From the assumptions made on f there exists a unique solution of (1) \(y=y(y_0,u)\) defined on \([0,\infty )\) for every admissible control \(u\in {{\mathbb {U}}}_{\textrm{ad}}\) and for every initial condition \(y_0\in {{\mathbb {R}}}^n\), see [4, Chapter 3]. We define the reduced cost functional as follows:

$$\begin{aligned} {\hat{J}}(y_0,u)=J(y(y_0,u),u),\quad \forall u\in {{\mathbb {U}}}_{\textrm{ad}},\quad y_0\in {{\mathbb {R}}}^n, \end{aligned}$$
(10)

where \(y(y_0,u)\) solves (1). Then, the optimal control can be formulated as follows: for given \(y_0\in {{\mathbb {R}}}^n\) we consider

$$\begin{aligned} \min _{u\in {{\mathbb {U}}}_{\textrm{ad}}} {\hat{J}}(y_0,u). \end{aligned}$$

The value function of the problem is defined as \(v:{\mathbb R}^n\rightarrow {{\mathbb {R}}}\) as follows:

$$\begin{aligned} v(y)=\inf \left\{ {\hat{J}}(y,u)\mid u\in {{\mathbb {U}}}_{\textrm{ad}}\right\} ,\quad y\in {{\mathbb {R}}}^n. \end{aligned}$$
(11)

This function gives the best value for every initial condition, given the set of admissible controls \(U_{\textrm{ad}}\). It is characterized as the viscosity solution of the HJB equation corresponding to the infinite horizon optimal control problem:

$$\begin{aligned} \lambda v(y)+\sup _{u\in U_{\textrm{ad}}}\left\{ -f(y,u)\cdot \nabla v(y)-g(y,u)\right\} =0,\quad y\in {{\mathbb {R}}}^n. \end{aligned}$$
(12)

The solution of (12) is unique for sufficiently large \(\lambda \), \(\lambda >\max (L_g,L_f)\), [4].

Let us consider first a time discretization where h is a strictly positive step size. We consider the following semidiscrete scheme for (12):

$$\begin{aligned} v_h(y)=\min _{u\in U_{\textrm{ad}}}\left\{ (1-\lambda h)v_h(y+hf(y,u))+h g(y,u)\right\} ,\quad y\in {{\mathbb {R}}}^n. \end{aligned}$$
(13)

DIRECTION:
Rewrite the value-function excerpt from "This function gives" through "large \(\lambda \), \(\lambda >\max (L_g,L_f)\), [4].", replacing "admissible controls" with "feasible controls".

EXCERPTED DATA:
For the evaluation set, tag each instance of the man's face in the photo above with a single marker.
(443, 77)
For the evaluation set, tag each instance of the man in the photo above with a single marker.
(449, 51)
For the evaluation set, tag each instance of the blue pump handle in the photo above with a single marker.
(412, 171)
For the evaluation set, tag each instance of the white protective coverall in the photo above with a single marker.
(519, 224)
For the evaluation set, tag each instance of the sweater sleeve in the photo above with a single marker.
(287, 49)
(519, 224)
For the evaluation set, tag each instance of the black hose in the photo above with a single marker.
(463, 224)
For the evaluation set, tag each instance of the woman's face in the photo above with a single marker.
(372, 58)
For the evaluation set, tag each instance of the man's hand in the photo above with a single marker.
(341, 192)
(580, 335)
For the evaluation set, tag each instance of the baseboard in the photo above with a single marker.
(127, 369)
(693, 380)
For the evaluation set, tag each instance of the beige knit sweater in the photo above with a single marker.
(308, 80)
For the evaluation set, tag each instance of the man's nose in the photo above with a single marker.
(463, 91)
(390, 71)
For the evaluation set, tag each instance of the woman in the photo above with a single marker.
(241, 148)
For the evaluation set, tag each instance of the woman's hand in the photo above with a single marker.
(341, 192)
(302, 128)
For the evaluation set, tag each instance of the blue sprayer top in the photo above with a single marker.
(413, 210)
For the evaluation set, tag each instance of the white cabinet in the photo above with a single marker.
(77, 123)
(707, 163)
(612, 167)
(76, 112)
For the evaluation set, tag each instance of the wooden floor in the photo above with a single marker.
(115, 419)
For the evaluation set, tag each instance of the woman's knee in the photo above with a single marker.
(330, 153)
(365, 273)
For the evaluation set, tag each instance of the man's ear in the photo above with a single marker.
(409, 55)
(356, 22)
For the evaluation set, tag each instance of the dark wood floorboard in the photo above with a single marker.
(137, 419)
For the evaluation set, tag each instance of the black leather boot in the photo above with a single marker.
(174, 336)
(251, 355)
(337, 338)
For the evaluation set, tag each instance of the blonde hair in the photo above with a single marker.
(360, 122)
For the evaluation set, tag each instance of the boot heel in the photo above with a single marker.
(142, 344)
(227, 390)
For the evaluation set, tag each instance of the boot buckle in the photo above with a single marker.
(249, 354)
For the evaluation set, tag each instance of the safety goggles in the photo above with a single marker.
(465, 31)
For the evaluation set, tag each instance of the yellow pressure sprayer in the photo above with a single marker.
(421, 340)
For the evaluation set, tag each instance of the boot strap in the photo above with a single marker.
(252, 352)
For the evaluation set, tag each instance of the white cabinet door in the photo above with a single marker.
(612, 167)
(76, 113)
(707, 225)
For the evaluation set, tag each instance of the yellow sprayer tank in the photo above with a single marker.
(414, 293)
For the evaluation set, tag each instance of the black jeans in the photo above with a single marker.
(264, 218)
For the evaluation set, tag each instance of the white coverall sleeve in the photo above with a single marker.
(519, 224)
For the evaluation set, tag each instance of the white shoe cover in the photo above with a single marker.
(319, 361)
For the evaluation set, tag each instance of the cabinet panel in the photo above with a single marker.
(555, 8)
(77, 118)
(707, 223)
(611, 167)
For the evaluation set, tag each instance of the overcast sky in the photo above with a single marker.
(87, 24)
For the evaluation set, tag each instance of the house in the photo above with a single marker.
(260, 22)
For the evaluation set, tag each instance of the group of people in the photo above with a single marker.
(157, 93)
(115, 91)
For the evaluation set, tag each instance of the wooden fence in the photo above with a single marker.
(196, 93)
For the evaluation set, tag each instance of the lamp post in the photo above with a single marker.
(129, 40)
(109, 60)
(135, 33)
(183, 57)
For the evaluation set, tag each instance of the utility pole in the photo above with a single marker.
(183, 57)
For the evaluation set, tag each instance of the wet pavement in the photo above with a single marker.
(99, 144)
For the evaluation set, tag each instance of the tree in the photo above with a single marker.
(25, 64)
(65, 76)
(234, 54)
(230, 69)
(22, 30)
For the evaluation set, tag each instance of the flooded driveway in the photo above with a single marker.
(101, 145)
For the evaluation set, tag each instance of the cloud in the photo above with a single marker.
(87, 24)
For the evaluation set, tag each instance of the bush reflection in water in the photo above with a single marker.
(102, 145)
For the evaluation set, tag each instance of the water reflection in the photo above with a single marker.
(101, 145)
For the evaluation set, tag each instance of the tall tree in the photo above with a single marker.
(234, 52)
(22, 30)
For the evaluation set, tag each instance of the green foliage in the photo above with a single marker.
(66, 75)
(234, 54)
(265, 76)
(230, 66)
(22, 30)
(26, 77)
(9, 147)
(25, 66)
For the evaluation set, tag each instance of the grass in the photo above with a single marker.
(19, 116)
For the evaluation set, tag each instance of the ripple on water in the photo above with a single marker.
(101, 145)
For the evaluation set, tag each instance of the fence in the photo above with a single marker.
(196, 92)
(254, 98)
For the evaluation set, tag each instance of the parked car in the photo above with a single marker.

ANSWER TO THE TASK:
This function gives the best value for every initial condition, given the set of feasible controls \(U_{\textrm{ad}}\). It is characterized as the viscosity solution of the HJB equation corresponding to the infinite horizon optimal control problem:

$$\begin{aligned} \lambda v(y)+\sup _{u\in U_{\textrm{ad}}}\left\{ -f(y,u)\cdot \nabla v(y)-g(y,u)\right\} =0,\quad y\in {{\mathbb {R}}}^n. \end{aligned}$$
(12)

The solution of (12) is unique for sufficiently large \(\lambda \), \(\lambda >\max (L_g,L_f)\), [4].